Stored data entries
*****

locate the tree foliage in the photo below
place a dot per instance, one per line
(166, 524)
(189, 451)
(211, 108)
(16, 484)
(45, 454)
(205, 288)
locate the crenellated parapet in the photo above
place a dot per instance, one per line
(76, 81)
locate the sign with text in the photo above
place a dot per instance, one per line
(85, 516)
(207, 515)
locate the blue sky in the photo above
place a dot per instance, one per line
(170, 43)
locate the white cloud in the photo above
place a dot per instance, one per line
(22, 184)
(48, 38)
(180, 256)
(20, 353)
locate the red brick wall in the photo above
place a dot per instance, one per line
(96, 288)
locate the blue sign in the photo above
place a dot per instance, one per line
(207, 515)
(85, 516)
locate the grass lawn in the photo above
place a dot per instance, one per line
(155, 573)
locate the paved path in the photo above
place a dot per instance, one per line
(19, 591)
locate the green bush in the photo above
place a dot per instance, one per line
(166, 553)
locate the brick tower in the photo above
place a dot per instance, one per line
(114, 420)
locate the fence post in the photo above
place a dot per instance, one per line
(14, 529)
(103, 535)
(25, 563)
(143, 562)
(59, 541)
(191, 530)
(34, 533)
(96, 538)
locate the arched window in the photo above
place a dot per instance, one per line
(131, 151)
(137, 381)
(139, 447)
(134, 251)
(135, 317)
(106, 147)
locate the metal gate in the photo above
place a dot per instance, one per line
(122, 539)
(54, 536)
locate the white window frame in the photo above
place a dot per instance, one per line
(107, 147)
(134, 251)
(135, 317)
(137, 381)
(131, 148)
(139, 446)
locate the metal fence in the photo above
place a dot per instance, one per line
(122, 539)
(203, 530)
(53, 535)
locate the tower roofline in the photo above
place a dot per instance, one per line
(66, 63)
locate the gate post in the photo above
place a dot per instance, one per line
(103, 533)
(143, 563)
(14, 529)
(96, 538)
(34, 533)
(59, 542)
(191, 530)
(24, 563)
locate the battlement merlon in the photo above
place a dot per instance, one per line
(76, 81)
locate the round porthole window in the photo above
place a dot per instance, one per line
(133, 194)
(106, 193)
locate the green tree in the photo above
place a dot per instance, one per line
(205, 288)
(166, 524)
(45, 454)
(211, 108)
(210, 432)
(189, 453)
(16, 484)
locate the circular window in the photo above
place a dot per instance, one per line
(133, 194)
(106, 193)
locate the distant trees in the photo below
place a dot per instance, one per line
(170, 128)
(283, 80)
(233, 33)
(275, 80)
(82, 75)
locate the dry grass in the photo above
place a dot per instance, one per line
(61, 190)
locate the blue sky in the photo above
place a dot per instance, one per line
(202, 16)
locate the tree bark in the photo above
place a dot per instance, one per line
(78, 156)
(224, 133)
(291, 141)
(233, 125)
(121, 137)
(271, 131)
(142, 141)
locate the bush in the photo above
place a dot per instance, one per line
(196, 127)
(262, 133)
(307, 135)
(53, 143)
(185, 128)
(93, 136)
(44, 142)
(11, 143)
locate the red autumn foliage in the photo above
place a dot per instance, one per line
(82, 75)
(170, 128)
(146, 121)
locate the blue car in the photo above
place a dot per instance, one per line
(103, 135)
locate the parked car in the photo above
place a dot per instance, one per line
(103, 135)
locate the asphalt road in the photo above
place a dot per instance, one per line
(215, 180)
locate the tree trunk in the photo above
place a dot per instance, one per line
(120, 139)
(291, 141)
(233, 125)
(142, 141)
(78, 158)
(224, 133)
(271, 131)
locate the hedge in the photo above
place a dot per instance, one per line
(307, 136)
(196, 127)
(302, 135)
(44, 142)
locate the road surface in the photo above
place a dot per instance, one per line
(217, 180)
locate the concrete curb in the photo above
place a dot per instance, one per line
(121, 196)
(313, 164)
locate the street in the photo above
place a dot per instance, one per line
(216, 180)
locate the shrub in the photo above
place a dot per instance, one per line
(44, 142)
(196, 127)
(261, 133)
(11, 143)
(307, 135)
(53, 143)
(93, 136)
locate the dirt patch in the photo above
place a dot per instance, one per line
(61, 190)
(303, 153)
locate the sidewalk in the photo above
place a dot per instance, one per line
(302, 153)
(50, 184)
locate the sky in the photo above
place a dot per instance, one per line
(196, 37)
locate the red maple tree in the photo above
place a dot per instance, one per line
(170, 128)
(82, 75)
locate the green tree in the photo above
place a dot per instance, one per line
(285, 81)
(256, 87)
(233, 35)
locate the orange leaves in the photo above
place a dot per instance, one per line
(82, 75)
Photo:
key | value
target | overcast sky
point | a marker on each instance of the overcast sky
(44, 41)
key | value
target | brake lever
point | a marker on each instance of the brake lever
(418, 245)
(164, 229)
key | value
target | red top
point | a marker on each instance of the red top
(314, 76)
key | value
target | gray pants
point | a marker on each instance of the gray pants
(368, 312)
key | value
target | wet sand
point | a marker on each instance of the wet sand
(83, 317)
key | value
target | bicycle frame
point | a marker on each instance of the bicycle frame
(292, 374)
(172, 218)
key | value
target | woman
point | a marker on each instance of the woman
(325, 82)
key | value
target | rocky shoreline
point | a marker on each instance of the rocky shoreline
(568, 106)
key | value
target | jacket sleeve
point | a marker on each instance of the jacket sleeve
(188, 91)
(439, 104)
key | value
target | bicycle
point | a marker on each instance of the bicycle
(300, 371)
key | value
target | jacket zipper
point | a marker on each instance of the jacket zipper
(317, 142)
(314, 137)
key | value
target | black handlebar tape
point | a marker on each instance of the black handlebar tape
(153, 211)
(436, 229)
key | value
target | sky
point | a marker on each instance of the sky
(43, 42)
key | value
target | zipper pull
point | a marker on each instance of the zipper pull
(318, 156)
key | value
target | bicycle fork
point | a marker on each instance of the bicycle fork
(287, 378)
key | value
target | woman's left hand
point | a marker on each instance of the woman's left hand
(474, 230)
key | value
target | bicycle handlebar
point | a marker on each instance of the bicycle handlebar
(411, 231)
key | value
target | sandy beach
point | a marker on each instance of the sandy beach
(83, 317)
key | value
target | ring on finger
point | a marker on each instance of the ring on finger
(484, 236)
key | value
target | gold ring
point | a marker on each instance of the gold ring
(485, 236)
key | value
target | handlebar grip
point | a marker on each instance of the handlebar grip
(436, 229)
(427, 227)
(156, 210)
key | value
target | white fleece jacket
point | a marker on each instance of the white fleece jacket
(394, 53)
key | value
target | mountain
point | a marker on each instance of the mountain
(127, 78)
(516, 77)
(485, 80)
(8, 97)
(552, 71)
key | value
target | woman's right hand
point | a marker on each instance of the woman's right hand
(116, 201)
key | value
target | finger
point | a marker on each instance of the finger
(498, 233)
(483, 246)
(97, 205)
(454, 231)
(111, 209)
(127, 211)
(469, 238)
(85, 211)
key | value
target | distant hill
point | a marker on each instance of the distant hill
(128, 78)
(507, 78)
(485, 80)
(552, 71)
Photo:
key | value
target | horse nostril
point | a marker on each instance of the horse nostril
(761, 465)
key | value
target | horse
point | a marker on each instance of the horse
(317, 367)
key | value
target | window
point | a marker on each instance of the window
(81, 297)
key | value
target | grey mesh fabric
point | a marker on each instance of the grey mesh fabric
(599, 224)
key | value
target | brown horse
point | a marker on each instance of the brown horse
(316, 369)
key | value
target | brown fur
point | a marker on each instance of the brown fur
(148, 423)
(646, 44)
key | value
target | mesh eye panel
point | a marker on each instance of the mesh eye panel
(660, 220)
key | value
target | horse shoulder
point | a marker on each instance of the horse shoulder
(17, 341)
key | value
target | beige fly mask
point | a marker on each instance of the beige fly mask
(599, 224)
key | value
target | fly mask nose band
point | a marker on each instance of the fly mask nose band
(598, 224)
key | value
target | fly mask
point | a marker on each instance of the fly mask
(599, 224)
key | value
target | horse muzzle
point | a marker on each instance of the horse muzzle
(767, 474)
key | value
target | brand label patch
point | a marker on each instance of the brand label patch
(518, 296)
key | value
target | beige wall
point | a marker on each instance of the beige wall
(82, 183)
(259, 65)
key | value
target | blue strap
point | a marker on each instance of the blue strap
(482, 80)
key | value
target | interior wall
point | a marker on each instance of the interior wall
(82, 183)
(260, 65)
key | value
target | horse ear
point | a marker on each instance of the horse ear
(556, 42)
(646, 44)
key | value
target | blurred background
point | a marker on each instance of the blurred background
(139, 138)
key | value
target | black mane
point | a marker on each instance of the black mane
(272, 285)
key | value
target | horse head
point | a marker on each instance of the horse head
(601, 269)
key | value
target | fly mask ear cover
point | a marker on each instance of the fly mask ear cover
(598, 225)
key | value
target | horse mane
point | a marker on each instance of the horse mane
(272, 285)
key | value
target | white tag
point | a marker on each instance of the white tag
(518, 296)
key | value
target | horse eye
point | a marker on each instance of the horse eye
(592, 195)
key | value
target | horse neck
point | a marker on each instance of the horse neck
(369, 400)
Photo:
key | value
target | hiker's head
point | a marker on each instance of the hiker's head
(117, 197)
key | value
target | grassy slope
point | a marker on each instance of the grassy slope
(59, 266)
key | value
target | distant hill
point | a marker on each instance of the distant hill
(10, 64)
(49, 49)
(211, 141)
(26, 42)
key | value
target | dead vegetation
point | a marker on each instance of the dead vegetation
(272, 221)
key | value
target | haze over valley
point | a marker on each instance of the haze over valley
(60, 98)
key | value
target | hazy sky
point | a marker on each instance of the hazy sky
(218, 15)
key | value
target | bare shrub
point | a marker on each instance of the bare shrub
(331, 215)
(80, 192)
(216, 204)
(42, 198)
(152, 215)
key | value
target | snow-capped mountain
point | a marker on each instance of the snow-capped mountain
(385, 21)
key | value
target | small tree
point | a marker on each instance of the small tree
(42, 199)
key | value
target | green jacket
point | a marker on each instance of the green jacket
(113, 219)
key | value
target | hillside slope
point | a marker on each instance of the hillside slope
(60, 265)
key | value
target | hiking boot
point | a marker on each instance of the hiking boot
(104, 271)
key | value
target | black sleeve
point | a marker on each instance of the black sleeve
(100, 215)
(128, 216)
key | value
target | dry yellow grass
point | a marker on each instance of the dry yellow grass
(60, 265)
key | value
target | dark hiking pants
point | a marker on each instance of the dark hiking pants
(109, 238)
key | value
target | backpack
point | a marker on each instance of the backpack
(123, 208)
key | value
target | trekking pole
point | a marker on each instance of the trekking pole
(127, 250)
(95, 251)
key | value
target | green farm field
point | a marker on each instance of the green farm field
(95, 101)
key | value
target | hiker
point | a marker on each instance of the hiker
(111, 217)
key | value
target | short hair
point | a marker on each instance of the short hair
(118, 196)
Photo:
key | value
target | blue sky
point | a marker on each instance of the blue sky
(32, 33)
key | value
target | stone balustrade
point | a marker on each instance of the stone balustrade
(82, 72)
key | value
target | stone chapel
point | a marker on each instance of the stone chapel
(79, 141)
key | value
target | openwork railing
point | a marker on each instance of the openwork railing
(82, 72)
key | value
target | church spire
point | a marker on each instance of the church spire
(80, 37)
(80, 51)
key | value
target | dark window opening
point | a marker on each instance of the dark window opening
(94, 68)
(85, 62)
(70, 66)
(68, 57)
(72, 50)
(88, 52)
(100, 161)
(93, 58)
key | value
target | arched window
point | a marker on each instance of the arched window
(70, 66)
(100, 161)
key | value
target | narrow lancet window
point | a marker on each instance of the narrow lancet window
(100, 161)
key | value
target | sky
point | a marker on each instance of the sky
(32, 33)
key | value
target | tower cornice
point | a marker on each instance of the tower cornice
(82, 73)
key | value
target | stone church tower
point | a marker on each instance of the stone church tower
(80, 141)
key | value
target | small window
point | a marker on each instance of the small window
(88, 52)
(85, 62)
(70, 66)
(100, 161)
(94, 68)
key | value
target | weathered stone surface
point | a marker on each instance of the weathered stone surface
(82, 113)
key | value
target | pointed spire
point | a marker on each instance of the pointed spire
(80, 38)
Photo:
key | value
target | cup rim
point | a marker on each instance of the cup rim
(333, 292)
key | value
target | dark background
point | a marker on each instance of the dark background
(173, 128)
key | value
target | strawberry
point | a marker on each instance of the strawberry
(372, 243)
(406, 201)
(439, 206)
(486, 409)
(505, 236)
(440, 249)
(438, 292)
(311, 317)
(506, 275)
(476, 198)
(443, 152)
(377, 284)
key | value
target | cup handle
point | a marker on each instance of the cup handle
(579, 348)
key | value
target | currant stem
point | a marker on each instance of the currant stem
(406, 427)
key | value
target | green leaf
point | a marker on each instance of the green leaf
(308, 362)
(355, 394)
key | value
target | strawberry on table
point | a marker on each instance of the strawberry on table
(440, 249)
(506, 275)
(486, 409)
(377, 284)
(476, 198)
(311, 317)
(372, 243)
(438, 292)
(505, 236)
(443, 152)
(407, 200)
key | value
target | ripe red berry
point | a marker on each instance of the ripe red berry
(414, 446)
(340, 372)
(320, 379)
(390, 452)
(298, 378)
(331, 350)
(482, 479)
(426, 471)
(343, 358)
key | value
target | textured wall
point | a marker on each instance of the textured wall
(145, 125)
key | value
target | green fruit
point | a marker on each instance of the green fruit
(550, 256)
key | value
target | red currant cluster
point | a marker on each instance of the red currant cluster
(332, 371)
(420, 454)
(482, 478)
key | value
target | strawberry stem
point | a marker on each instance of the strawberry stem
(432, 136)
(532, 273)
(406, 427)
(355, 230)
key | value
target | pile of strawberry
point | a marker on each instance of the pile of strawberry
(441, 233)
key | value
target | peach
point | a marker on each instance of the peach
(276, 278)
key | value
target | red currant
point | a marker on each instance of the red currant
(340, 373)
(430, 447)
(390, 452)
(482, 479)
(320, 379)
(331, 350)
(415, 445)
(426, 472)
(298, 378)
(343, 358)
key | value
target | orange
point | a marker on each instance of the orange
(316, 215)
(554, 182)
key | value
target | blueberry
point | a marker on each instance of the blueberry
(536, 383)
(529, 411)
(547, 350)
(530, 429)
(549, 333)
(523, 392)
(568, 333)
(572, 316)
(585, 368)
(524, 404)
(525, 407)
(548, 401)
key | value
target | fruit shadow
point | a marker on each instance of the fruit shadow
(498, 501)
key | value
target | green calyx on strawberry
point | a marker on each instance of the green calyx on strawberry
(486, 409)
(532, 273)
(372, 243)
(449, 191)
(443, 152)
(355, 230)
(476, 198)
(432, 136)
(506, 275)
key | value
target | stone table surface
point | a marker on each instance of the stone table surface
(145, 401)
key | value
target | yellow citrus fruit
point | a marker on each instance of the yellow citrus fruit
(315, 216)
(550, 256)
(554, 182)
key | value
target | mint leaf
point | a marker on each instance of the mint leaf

*****

Return only the lines of the records in which the string "mint" appears.

- **RESPONSE TO THIS EXERCISE**
target | mint leaf
point | a marker on each instance of the mint leaf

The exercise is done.